» What to work on:
Return every line of the material below verbatim, unchanged and in its original order.

» Material provided:
◇ ◇ ◇ ◇ ◇

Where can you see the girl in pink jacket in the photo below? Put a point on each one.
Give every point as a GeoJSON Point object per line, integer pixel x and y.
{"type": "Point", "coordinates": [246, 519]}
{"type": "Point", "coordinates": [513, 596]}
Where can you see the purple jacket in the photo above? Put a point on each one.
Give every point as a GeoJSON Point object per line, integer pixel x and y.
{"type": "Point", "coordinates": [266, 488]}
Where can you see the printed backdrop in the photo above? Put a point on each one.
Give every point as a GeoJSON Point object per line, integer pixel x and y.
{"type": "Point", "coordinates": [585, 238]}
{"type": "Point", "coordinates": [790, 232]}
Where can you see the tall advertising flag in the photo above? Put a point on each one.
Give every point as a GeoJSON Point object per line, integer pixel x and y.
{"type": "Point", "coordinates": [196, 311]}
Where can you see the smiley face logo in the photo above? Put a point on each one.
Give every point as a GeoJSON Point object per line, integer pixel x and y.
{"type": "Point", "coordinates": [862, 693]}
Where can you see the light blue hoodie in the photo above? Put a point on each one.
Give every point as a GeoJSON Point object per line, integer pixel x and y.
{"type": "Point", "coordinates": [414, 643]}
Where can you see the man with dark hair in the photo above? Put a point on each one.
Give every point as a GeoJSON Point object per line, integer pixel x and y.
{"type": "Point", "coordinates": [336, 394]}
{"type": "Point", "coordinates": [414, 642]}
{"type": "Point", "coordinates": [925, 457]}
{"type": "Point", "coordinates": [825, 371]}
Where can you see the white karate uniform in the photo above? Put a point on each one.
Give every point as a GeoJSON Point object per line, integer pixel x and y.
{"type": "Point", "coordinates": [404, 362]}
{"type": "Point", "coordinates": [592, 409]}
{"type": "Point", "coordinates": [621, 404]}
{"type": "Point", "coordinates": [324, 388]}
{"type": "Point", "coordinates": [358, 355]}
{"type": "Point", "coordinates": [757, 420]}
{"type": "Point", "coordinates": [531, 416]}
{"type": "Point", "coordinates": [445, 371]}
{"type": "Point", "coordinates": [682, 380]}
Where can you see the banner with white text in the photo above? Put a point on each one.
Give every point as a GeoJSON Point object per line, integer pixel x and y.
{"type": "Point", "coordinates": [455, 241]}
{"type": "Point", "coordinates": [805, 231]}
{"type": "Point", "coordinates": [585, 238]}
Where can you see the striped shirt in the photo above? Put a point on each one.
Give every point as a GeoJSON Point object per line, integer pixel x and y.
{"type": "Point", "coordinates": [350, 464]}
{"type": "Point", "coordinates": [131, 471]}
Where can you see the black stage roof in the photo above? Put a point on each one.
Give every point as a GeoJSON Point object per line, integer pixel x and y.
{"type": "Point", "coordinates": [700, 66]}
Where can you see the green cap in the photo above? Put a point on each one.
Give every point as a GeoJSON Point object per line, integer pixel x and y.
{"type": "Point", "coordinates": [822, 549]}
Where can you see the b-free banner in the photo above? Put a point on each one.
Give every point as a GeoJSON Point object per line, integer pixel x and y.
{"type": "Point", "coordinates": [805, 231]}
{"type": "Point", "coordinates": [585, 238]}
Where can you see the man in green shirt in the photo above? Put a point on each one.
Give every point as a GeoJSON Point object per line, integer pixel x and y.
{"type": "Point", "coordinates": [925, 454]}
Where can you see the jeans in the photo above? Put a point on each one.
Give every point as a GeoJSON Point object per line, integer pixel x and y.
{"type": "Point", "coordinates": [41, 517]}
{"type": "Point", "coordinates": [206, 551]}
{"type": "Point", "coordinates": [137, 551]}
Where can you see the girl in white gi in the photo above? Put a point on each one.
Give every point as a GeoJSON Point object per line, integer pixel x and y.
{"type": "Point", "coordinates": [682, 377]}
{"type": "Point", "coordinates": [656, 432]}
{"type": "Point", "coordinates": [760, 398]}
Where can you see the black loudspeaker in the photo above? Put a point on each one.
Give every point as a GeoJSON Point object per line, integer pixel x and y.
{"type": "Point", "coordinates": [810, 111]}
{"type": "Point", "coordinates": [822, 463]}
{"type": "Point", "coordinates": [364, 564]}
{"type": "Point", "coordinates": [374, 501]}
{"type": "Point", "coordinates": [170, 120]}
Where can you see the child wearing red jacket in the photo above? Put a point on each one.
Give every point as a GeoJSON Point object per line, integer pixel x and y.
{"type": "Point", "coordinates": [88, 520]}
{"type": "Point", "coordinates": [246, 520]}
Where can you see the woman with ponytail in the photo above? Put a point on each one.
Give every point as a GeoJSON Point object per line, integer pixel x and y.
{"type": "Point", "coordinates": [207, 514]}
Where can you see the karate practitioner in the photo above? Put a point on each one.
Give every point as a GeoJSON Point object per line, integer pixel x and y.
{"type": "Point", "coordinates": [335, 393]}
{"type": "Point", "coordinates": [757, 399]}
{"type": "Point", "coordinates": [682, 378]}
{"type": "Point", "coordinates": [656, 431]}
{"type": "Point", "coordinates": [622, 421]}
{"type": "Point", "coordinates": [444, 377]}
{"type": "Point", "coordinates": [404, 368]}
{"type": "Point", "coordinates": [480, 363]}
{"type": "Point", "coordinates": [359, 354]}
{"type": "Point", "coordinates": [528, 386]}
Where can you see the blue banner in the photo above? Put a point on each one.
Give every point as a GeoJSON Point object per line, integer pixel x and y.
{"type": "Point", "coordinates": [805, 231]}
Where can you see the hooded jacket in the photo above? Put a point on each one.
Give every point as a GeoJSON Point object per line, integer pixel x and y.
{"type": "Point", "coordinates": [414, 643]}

◇ ◇ ◇ ◇ ◇

» Solution:
Where can you see the girl in pink jacket in the photo below? Put a point on each one.
Give every point as a GeoJSON Point object per line, integer pixel x and y.
{"type": "Point", "coordinates": [246, 519]}
{"type": "Point", "coordinates": [513, 596]}
Where can you see the purple jacket in the photo above? Put a point on each one.
Give every point as a GeoJSON Point object per line, integer pixel x and y.
{"type": "Point", "coordinates": [266, 488]}
Where can you see the printed backdrop in the photo above? Put a point on each one.
Give every point as a GeoJSON Point object per line, integer pixel x and y.
{"type": "Point", "coordinates": [585, 238]}
{"type": "Point", "coordinates": [790, 232]}
Where can you see the tall advertising flag in the photo above? Put a point on each one.
Give every point as a GeoJSON Point object per line, integer pixel x and y.
{"type": "Point", "coordinates": [196, 311]}
Where can you see the smiley face logo in the photo above? Put a point on each one.
Give every point as a GeoJSON Point object per line, integer pixel x and y.
{"type": "Point", "coordinates": [862, 693]}
Where can you see the light blue hoodie in the photo above? Put a point on each one.
Give every point as a GeoJSON Point object per line, integer pixel x and y.
{"type": "Point", "coordinates": [414, 643]}
Where can you see the man with dark hair in the photo above? Put a point on each one.
Give every point as a GeoJSON Point object per line, integer pixel x and y.
{"type": "Point", "coordinates": [336, 394]}
{"type": "Point", "coordinates": [414, 642]}
{"type": "Point", "coordinates": [925, 457]}
{"type": "Point", "coordinates": [825, 371]}
Where can you see the white karate uniform in the photo above? Put a point on each one.
Give every point as a GeoJSON Point object per line, integer pixel x and y.
{"type": "Point", "coordinates": [404, 362]}
{"type": "Point", "coordinates": [592, 409]}
{"type": "Point", "coordinates": [621, 404]}
{"type": "Point", "coordinates": [324, 388]}
{"type": "Point", "coordinates": [358, 355]}
{"type": "Point", "coordinates": [757, 420]}
{"type": "Point", "coordinates": [531, 416]}
{"type": "Point", "coordinates": [445, 371]}
{"type": "Point", "coordinates": [682, 380]}
Where can you see the banner with white text in the photo above? Put a point on each one.
Give every point as a GeoJSON Point object per line, integer pixel x and y.
{"type": "Point", "coordinates": [455, 241]}
{"type": "Point", "coordinates": [805, 231]}
{"type": "Point", "coordinates": [585, 238]}
Where can you see the striped shirt in the photo above? Put a point on each one.
Give every point as a GeoJSON Point object per line, integer pixel x and y.
{"type": "Point", "coordinates": [350, 464]}
{"type": "Point", "coordinates": [131, 471]}
Where can you see the black stage roof in the photo above? Put a point on each one.
Give every point as a GeoJSON Point object per line, integer pixel x and y.
{"type": "Point", "coordinates": [700, 66]}
Where can you see the green cap in the photo above? Put a point on each one.
Give every point as a GeoJSON Point object per line, integer pixel x and y.
{"type": "Point", "coordinates": [822, 549]}
Where can you see the b-free banner in the photo above? Put a point on each one.
Give every point as a GeoJSON Point object per line, integer pixel x and y.
{"type": "Point", "coordinates": [805, 231]}
{"type": "Point", "coordinates": [585, 238]}
Where can you see the man in green shirt in the photo above? Put a point on each one.
Give every point as a GeoJSON Point object per line, integer pixel x and y.
{"type": "Point", "coordinates": [925, 454]}
Where can you see the jeans in the photo above? Put a point on each one.
Give every point as a GeoJSON Point object per line, integer pixel x and y.
{"type": "Point", "coordinates": [41, 517]}
{"type": "Point", "coordinates": [206, 551]}
{"type": "Point", "coordinates": [137, 551]}
Where can you see the girl in white gi in the photo above? Put a point on each one.
Give every point as a GeoJSON Point object per line, integer pixel x and y.
{"type": "Point", "coordinates": [682, 377]}
{"type": "Point", "coordinates": [656, 432]}
{"type": "Point", "coordinates": [760, 398]}
Where can you see the black loudspeaker in the photo above? Put a point on each one.
Give every point as a GeoJSON Point object per line, integer pixel x and y.
{"type": "Point", "coordinates": [810, 111]}
{"type": "Point", "coordinates": [822, 463]}
{"type": "Point", "coordinates": [364, 564]}
{"type": "Point", "coordinates": [374, 501]}
{"type": "Point", "coordinates": [170, 120]}
Where can you see the child wearing red jacket in the photo above? Put a point on each one.
Give every point as a GeoJSON Point object per line, integer pixel x and y.
{"type": "Point", "coordinates": [88, 520]}
{"type": "Point", "coordinates": [246, 520]}
Where can you see the woman with ponytail in the photo above? Put a point on each one.
Give every point as a GeoJSON Point object per line, integer pixel x and y.
{"type": "Point", "coordinates": [207, 514]}
Where can you see the karate practitioner in the photo above? Put a point on each one.
Give every point as a GeoJSON Point object per line, integer pixel x and y.
{"type": "Point", "coordinates": [335, 393]}
{"type": "Point", "coordinates": [757, 399]}
{"type": "Point", "coordinates": [682, 378]}
{"type": "Point", "coordinates": [656, 431]}
{"type": "Point", "coordinates": [622, 421]}
{"type": "Point", "coordinates": [444, 377]}
{"type": "Point", "coordinates": [404, 368]}
{"type": "Point", "coordinates": [480, 363]}
{"type": "Point", "coordinates": [359, 354]}
{"type": "Point", "coordinates": [528, 386]}
Where can you see the blue banner in the photo above? Put a point on each one.
Give every point as a GeoJSON Point object per line, integer pixel x and y.
{"type": "Point", "coordinates": [805, 231]}
Where can you see the hooded jacket in the photo above? Put a point on each one.
Give every point as a GeoJSON Point object per line, integer pixel x and y.
{"type": "Point", "coordinates": [414, 643]}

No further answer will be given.